WHAT YOU NEED TO DO. Once the line with "leg. Tag each instance with a single point." is found in the entries below, repeat that line and every one after it exactly, ending at the last.

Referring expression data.

^^^^^^^^^^^^^^^^

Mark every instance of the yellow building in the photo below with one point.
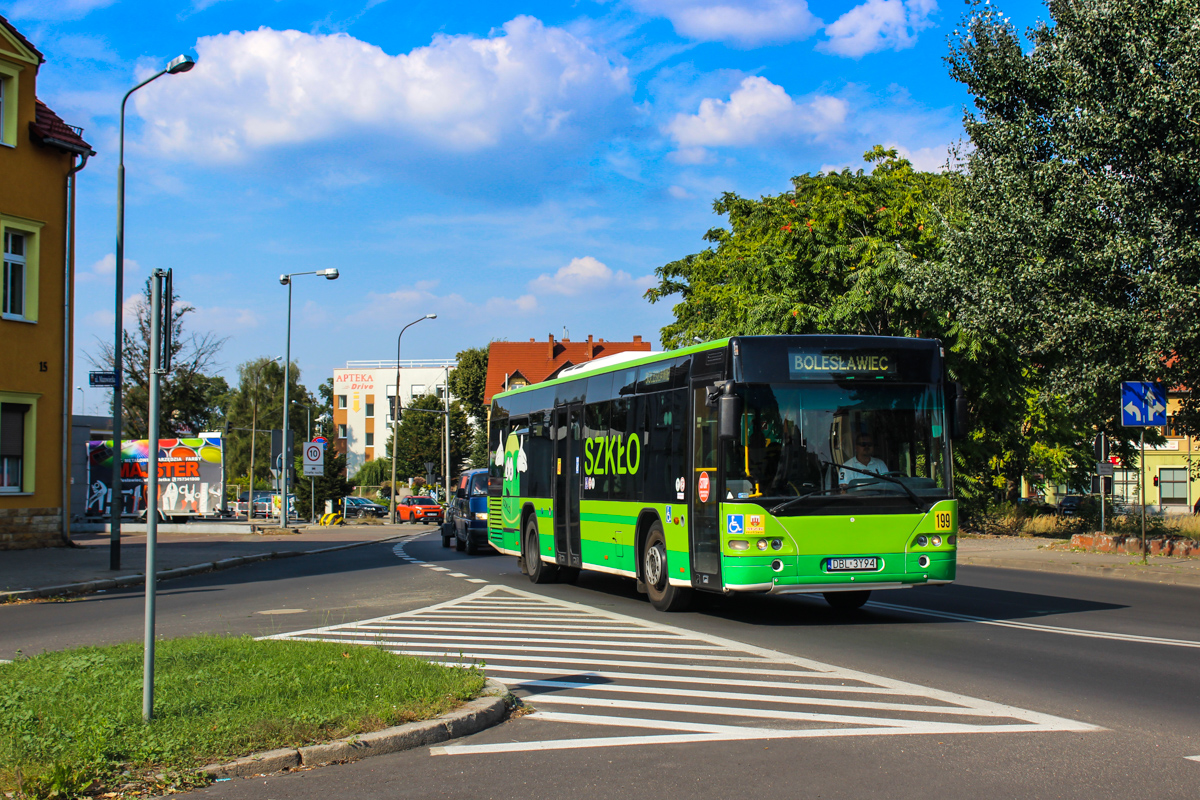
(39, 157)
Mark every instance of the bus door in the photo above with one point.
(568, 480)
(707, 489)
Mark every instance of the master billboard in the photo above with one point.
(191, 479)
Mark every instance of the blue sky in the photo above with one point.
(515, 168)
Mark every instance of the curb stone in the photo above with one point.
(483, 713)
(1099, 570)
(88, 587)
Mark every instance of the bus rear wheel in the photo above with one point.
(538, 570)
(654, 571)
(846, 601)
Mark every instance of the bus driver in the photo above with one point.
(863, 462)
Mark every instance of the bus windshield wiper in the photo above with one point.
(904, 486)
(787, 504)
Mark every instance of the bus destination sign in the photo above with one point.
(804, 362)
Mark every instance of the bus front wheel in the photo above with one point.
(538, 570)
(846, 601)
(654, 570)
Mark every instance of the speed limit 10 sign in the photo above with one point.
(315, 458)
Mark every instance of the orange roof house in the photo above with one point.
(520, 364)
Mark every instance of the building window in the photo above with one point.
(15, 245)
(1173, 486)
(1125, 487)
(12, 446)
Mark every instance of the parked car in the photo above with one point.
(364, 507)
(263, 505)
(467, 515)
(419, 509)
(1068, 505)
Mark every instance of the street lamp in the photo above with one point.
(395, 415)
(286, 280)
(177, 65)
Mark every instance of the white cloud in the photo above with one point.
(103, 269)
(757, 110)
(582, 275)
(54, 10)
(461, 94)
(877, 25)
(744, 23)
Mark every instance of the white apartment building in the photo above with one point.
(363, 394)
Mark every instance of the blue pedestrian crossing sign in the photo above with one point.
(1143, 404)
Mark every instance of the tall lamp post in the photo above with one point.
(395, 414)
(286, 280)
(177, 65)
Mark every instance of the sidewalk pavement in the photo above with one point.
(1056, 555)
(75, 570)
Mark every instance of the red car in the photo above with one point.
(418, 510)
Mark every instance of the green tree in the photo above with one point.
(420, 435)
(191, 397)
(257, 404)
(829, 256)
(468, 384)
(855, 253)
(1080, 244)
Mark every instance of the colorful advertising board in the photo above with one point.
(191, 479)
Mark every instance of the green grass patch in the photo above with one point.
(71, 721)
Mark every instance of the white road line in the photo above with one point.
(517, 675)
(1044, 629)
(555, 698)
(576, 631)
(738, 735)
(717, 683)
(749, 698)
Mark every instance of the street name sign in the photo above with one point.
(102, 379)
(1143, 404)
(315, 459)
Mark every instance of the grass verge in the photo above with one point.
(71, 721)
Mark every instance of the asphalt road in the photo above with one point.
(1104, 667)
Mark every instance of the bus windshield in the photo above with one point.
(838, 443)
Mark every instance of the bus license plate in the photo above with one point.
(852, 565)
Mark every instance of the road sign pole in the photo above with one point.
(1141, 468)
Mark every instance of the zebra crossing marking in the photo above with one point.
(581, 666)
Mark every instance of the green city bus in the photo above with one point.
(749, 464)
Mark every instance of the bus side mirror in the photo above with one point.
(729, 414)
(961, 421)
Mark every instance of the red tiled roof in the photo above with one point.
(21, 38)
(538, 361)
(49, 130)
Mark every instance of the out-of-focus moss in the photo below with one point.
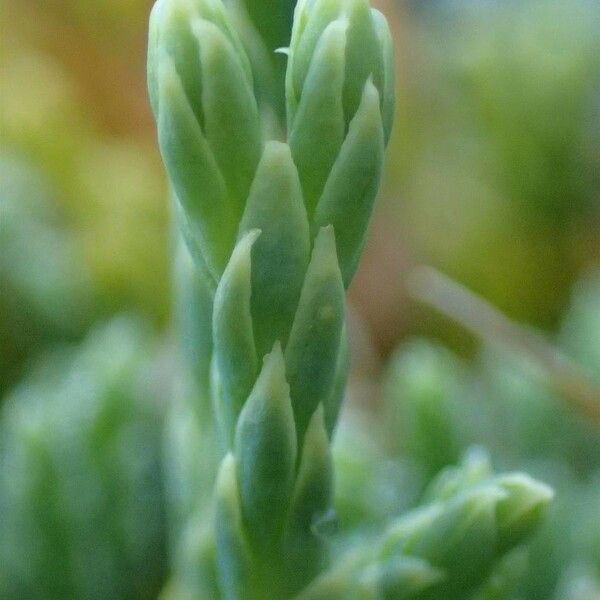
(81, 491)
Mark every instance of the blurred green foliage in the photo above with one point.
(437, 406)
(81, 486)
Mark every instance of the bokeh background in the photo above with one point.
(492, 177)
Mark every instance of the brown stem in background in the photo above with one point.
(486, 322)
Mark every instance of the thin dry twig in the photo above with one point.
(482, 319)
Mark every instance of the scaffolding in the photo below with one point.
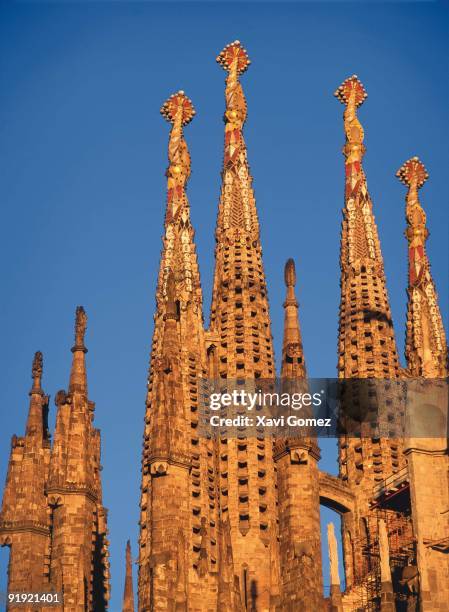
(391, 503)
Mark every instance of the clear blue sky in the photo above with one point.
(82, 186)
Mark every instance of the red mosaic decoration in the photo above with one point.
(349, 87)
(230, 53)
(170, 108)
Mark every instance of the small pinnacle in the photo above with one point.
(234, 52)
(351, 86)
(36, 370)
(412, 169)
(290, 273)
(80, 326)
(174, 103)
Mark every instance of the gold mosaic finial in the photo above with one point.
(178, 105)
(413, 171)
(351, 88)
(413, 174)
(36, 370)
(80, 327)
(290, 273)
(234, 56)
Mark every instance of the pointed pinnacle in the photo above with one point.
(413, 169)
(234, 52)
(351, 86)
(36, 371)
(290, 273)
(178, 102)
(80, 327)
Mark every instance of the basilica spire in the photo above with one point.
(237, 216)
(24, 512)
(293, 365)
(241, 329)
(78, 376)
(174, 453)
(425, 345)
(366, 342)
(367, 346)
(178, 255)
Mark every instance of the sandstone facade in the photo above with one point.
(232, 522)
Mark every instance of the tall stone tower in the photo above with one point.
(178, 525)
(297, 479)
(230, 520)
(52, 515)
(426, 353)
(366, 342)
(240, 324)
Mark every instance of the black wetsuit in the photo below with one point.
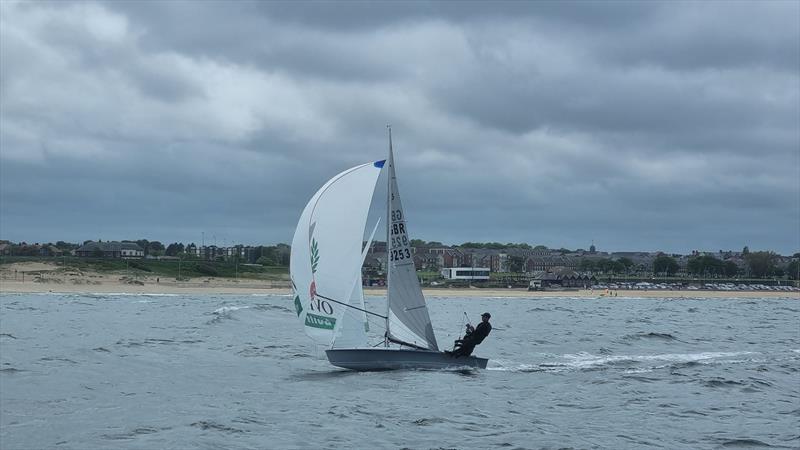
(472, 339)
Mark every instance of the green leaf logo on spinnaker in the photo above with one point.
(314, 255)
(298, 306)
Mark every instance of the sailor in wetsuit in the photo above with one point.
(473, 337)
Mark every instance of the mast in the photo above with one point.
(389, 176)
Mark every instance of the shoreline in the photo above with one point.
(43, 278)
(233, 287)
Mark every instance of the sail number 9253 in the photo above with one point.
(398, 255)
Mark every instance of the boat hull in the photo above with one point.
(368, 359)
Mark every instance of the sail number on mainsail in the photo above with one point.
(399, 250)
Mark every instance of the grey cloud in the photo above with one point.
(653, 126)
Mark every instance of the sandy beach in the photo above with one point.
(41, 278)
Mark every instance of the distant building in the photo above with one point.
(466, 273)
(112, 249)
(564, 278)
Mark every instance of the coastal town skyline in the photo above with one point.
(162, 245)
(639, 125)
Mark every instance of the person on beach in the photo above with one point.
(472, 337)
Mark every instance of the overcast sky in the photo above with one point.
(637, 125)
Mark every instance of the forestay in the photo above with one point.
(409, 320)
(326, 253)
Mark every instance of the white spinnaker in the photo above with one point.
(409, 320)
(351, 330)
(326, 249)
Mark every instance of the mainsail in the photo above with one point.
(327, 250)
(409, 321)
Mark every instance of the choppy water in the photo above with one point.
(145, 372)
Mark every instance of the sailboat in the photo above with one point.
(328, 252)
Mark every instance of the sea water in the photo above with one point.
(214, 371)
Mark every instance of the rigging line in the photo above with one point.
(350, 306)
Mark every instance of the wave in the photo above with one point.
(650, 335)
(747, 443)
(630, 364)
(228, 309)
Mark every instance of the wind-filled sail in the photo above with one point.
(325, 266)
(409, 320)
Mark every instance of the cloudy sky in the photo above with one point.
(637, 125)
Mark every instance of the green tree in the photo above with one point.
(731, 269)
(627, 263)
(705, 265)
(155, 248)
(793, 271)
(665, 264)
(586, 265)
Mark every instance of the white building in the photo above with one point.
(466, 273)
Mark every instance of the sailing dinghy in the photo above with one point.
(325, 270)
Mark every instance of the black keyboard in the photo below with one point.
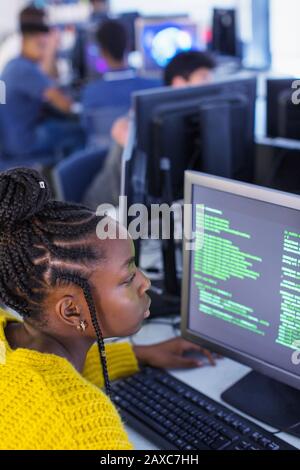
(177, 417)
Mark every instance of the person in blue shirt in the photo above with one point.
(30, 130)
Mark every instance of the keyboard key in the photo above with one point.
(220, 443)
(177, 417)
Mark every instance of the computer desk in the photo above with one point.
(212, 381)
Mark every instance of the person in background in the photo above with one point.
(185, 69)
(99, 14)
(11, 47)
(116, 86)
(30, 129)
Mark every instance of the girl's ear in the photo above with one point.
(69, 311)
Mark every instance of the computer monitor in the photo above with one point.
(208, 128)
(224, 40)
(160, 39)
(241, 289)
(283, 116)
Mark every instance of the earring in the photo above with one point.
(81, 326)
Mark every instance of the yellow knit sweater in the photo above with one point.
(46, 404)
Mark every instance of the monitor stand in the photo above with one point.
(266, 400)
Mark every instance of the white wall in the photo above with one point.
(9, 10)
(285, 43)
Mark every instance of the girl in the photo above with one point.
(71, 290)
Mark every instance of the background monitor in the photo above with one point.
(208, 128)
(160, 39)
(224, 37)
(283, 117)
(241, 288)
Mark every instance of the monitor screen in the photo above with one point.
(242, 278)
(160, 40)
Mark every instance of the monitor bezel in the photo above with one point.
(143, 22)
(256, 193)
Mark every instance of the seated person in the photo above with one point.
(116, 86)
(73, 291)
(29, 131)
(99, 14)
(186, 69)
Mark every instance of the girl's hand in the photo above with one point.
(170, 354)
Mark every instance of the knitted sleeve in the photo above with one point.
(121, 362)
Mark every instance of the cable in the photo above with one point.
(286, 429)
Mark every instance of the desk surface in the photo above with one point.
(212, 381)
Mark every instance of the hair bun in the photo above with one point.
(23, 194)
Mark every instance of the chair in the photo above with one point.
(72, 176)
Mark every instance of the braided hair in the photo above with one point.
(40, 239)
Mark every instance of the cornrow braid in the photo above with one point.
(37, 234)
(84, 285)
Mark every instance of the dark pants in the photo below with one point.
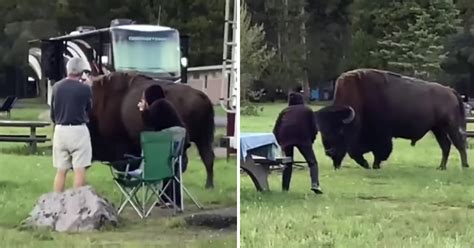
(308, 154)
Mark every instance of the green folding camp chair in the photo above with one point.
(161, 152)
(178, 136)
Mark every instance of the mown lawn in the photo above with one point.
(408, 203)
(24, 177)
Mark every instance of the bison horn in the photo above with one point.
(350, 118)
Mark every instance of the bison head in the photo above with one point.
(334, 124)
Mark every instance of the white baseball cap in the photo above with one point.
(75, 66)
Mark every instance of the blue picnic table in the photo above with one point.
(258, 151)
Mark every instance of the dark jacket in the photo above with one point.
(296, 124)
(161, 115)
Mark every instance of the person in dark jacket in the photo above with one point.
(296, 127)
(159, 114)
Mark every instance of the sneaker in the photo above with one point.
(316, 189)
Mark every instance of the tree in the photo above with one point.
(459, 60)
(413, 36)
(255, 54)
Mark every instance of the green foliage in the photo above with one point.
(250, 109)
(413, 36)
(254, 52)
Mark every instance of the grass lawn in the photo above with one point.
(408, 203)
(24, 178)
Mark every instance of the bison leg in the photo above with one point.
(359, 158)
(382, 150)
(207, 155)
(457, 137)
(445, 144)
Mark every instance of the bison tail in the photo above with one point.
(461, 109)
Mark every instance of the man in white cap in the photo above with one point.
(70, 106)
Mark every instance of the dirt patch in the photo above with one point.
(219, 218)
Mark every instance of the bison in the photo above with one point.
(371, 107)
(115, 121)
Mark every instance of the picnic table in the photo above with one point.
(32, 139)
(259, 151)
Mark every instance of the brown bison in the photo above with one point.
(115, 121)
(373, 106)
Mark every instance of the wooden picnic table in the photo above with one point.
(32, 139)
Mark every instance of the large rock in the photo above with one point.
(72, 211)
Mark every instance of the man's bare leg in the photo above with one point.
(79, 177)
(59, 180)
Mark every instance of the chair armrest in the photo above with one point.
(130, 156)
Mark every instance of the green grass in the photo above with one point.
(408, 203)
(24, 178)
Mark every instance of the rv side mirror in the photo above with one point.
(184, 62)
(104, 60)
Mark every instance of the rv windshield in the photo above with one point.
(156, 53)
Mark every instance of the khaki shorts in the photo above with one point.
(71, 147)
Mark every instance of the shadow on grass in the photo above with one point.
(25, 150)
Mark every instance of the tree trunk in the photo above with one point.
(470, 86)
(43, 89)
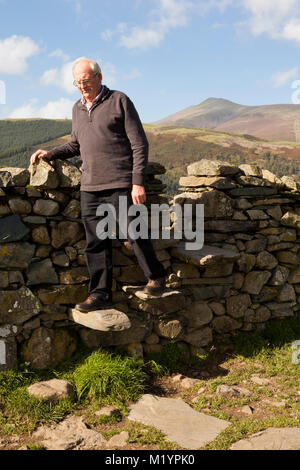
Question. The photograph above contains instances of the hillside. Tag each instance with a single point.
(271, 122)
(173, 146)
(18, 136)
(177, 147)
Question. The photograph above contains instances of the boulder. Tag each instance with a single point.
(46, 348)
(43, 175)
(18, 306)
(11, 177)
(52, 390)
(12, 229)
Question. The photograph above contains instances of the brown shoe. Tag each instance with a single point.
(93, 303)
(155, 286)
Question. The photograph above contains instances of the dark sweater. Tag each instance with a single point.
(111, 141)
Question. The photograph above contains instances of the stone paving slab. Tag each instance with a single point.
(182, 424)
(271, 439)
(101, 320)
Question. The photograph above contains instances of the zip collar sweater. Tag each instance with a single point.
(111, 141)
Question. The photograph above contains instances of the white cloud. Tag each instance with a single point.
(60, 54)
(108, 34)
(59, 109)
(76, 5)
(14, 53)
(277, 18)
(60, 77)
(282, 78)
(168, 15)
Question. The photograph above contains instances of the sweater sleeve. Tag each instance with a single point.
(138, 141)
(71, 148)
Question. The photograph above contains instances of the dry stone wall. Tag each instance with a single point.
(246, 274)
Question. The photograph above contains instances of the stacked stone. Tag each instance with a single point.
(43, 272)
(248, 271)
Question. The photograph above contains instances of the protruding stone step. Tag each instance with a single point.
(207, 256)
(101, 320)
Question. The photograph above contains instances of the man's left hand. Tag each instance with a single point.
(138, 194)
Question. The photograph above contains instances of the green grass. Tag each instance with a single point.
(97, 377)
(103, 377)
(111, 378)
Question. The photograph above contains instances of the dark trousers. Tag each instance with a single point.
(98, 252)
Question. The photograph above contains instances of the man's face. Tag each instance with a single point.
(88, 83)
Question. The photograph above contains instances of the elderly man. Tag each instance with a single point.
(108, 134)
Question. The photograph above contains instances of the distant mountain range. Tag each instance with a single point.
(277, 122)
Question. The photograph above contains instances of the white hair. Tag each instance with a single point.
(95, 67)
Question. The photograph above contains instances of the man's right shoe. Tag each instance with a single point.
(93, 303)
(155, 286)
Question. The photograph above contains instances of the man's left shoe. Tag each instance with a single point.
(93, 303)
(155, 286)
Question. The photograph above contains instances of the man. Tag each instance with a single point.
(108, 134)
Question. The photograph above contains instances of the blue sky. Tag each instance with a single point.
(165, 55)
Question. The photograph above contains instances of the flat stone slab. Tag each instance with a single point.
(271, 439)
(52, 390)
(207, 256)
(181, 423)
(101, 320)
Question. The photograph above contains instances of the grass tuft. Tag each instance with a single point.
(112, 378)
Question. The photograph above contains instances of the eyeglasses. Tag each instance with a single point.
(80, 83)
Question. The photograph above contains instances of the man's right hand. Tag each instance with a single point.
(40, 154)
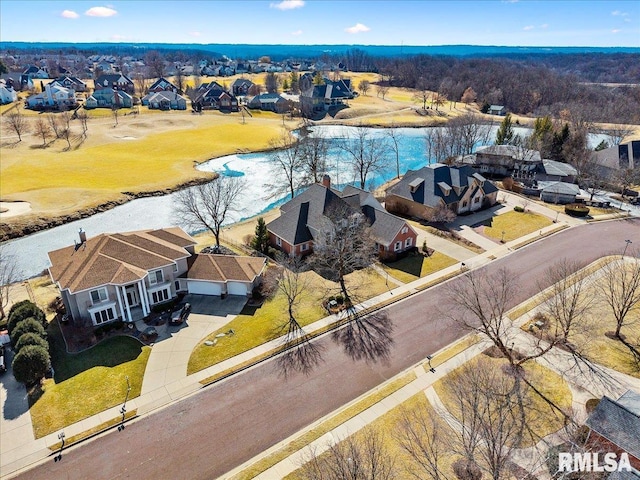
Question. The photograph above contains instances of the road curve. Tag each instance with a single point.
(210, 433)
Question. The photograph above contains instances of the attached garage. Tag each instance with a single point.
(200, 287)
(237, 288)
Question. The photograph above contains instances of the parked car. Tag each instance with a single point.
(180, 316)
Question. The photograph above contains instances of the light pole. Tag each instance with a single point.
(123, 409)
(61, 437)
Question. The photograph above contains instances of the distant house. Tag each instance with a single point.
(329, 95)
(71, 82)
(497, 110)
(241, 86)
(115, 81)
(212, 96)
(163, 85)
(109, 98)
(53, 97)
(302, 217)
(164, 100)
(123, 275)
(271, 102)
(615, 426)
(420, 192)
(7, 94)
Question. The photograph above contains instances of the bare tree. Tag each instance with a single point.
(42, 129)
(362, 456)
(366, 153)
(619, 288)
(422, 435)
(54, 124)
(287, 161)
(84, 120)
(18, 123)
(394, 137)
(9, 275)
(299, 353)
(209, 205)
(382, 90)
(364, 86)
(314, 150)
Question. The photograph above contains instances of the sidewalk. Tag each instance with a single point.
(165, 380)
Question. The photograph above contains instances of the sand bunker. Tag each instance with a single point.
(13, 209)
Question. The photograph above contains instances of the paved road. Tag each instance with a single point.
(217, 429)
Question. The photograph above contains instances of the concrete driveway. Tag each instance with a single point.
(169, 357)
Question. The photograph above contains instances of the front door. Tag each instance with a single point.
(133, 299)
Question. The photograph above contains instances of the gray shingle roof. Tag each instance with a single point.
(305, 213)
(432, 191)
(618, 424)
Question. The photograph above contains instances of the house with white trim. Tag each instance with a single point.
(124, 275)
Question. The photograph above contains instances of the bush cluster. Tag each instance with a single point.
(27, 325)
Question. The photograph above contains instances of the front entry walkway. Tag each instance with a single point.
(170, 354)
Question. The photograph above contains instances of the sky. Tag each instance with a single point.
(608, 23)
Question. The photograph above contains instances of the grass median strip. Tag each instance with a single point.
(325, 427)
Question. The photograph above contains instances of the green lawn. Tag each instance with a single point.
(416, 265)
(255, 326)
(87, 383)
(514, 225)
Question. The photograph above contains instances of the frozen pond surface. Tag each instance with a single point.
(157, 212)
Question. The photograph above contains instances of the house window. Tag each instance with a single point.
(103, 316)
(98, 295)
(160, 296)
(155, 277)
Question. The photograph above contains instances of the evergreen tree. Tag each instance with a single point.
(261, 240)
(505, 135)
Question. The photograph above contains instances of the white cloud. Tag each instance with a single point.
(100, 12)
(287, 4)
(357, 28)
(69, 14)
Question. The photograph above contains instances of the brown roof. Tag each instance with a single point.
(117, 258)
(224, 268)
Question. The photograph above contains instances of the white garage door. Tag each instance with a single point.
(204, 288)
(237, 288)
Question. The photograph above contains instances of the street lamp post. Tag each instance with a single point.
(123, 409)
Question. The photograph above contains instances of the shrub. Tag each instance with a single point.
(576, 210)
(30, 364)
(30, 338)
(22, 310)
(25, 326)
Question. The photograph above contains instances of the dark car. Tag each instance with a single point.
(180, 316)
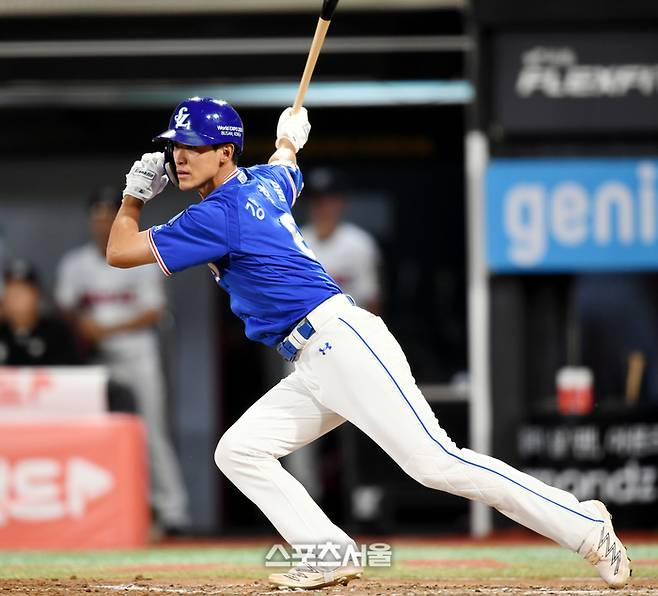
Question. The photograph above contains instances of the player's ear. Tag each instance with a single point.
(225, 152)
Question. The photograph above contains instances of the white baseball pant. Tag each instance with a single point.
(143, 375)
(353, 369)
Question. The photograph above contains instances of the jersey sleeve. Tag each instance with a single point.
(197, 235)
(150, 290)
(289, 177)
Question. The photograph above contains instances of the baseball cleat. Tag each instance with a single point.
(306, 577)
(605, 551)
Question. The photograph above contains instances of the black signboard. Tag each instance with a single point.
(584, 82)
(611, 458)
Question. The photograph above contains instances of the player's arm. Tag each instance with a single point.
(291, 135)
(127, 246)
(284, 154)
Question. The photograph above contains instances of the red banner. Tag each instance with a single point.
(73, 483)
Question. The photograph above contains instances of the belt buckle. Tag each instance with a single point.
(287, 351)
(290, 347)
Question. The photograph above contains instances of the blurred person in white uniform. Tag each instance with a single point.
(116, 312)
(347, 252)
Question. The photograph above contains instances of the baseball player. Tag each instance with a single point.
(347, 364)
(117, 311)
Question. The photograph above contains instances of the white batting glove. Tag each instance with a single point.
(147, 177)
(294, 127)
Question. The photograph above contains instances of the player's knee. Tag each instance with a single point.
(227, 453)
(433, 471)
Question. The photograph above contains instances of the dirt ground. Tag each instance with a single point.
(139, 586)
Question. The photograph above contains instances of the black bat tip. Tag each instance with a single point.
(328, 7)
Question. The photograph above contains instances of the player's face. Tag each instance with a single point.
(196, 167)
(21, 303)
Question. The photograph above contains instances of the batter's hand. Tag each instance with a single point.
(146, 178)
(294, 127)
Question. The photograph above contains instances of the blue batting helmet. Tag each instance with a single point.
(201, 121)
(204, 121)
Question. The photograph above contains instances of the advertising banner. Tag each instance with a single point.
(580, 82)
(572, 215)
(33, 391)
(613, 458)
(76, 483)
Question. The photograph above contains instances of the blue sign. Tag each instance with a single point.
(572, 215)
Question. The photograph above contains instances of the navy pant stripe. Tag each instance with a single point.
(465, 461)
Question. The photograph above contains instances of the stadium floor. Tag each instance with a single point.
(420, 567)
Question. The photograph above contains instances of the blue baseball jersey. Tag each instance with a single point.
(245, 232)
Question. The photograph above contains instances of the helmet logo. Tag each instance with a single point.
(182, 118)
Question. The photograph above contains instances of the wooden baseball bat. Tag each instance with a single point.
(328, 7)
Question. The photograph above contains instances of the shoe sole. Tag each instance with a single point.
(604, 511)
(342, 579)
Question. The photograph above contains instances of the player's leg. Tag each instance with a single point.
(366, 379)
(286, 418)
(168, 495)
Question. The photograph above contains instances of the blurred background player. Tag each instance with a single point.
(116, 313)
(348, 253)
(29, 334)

^^^^^^^^^^^^^^^^

ANSWER BOX.
Question. The photograph above contains instances of the player's leg. Tag each instance with a single point.
(366, 379)
(286, 418)
(168, 495)
Question. The photograph above contains instances of the blurred background player. Tag each instance with a single point.
(116, 313)
(348, 253)
(29, 334)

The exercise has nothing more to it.